- _PROVIDED TEXT_
Interlude: Symphonies by Numbers

I spent the other day listening to some of the greatest symphonies ever recorded, courtesy of Medici.TV. In the middle of Mahler’s Second, I thought about how you would go about drafting symphonies by number, assuming that you could pick a composer only once. Here is what I came up with for 1-9.

Symphony No. 1: Only one choice here. Berlioz‘s Symphonie Fantastique. Has a first symphony ever made such an impact? Here, in 1830, Berlioz introduces the first real Romantic symphony and plants the flag for Paris as the new capitol of music.

Symphony No. 2: A bit more competition here, but the easy choice is Mahler. His Resurrection might just be my favorite symphony of all time.

Symphony No. 3: Here’s where the competition really starts. But the answer has to be Beethoven. His Eroica might not just be his best, but also the best symphony ever composed.

Symphony No. 4: Brahms. It’s his best, I think. And the competition isn’t so fierce here.

Symphony No. 5: With Beethoven off the board, that clears the path for Shostakovich, whose Fifth Symphony ranks among the most complex thematically of his massive symphonic output.

- _TO DO_
1 > Could you write out the symphonies-by-number post from "I spent the" to "symphony ever composed.", word for word?
2 > Could you pick up the symphonies-by-number post after its last sentence and carry it on?

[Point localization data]

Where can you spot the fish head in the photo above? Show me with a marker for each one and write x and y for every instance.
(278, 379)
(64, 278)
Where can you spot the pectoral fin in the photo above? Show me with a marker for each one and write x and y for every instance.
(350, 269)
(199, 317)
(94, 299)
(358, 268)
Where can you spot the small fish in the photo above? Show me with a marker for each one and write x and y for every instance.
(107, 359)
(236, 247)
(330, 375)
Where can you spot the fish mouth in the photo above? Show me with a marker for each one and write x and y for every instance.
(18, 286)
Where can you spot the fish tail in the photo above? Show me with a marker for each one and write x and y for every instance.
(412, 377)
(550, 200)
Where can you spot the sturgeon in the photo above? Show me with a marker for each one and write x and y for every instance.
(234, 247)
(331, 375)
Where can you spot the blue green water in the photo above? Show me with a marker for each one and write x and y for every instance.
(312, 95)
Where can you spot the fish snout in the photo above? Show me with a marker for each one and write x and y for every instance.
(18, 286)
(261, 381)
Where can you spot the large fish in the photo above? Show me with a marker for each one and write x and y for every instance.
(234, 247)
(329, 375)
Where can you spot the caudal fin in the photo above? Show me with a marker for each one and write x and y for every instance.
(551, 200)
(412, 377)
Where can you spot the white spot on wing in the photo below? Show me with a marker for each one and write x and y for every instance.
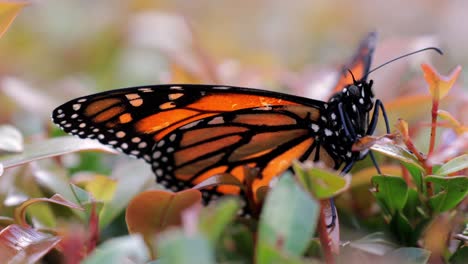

- _OUTPUTS IN ORDER_
1 >
I spent the other day listening to some of the greatest symphonies ever recorded, courtesy of Medici.TV. In the middle of Mahler’s Second, I thought about how you would go about drafting symphonies by number, assuming that you could pick a composer only once. Here is what I came up with for 1-9.

Symphony No. 1: Only one choice here. Berlioz‘s Symphonie Fantastique. Has a first symphony ever made such an impact? Here, in 1830, Berlioz introduces the first real Romantic symphony and plants the flag for Paris as the new capitol of music.

Symphony No. 2: A bit more competition here, but the easy choice is Mahler. His Resurrection might just be my favorite symphony of all time.

Symphony No. 3: Here’s where the competition really starts. But the answer has to be Beethoven. His Eroica might not just be his best, but also the best symphony ever composed.

2 >
Symphony No. 6: An easy choice again. Tchaikovsky, whose Pathetique proved to be his final symphonic work.

Symphony No. 7: There is something about seventh symphonies. So many great ones to choose from. This was frankly the closest call on the list and it goes to a dark horse: Sibelius. Such a haunting work, narrowly edging out Dvorak.

Symphony No. 8: An easy choice with Mahler off the board. Has to be Bruckner, whose Eighth Symphony is easily his best.

Symphony No. 9: The cursed symphony, which proved to be the finale for so many composers after Beethoven. While Dvorak’s From the New World holds some appeal here, for me it can be only Schubert. On the merits, my favorite Ninth Symphony of all. The Great ranks among my favorite music ever.